-------- Extracted text

Everyone will hope that the Coronavirus crisis unfolding across the globe ends as soon as possible. But while making an estimate on that remains as difficult as it can be, for a post virus world, it is important we don't forget the possibilities we saw in a world with a significant drop in pollution. forced on us.
The images, shared on social media, were one of the few bright spots of the day day for many. Starting off with pollution readings that bit lows not seen in years, to animal sightings close to urban areas where they had all but disappeared.
When people of #Jalandhar saw #Dhauladhar range first time ever. Dhualdhar’s mountain ranges lies at a distance of 213 kms from Jalandhar. This is how pollution made us blind !! PC Net. pic.twitter.com/Q0qNmaybJw
— Parveen Kaswan, IFS (@ParveenKaswan) April 3, 2020
This has been followed in the past few days with reports, and yes, pictures, of rivers that are cleaner, without the load of industrial effluents. Lesser water withdrawal has also improved river flow.

----------------
-------- Data listing

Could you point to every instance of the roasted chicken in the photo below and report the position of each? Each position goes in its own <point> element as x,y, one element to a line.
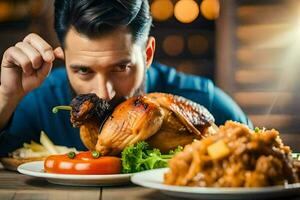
<point>165,121</point>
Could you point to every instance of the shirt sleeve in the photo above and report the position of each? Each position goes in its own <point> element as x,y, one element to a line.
<point>224,108</point>
<point>22,127</point>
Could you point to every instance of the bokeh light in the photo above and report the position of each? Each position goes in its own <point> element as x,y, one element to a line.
<point>173,45</point>
<point>197,44</point>
<point>162,9</point>
<point>210,9</point>
<point>186,11</point>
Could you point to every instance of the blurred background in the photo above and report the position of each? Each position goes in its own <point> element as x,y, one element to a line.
<point>250,49</point>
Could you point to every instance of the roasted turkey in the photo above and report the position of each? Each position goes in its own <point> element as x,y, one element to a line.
<point>165,121</point>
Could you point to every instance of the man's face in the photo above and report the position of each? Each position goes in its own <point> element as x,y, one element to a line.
<point>110,66</point>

----------------

_What is being asked_:
Continue the article about pollution dropping during the coronavirus crisis from the point where it stops. The records can be set aside.

_Task result_:
Ganga flows cleaner in Haridwar, Varanasi as industrial discharge remains low amid lockdown https://www.aninews.inundefined pic.twitter.com/KEOHs7RezK
— TN Haokip (@tn_haokip) April 5, 2020
However, even in this period of ‘relief’ for the earth, some numbers have continued their seemingly unstoppable march. Carbon Diaoxide levels in the atmosphere have continued to breach new limits, and were last testing 416 parts per million, a new high. For contrast, the global carbon dioxide level was around 250 ppm around the beginning of the industrial revolution. Current levels were last seen ore than 800,000 years ago, when the Earth was actually 2-3 degrees higher than it is . Arresting this rise remains the biggest climate challenge of our times, requiring effort that might eventually dwarf the lockdowns we are seeing worldwide, if something is not down quickly.
The big question is, as the world limps back to ‘normal’, will it be the same old normal? Or can we hope for a new normal, where we strive to aim for, or retain the best of what the lockdown has shown us? Be it cleaner rivers, cleaner air, less mindless consumption that drains down resources? Because, for many people, ‘what could have been’ is no longer a story told by their parents, or a fleeting memory , barely believable. It’s a reality that millions have been able to see, if only we give the earth a chance.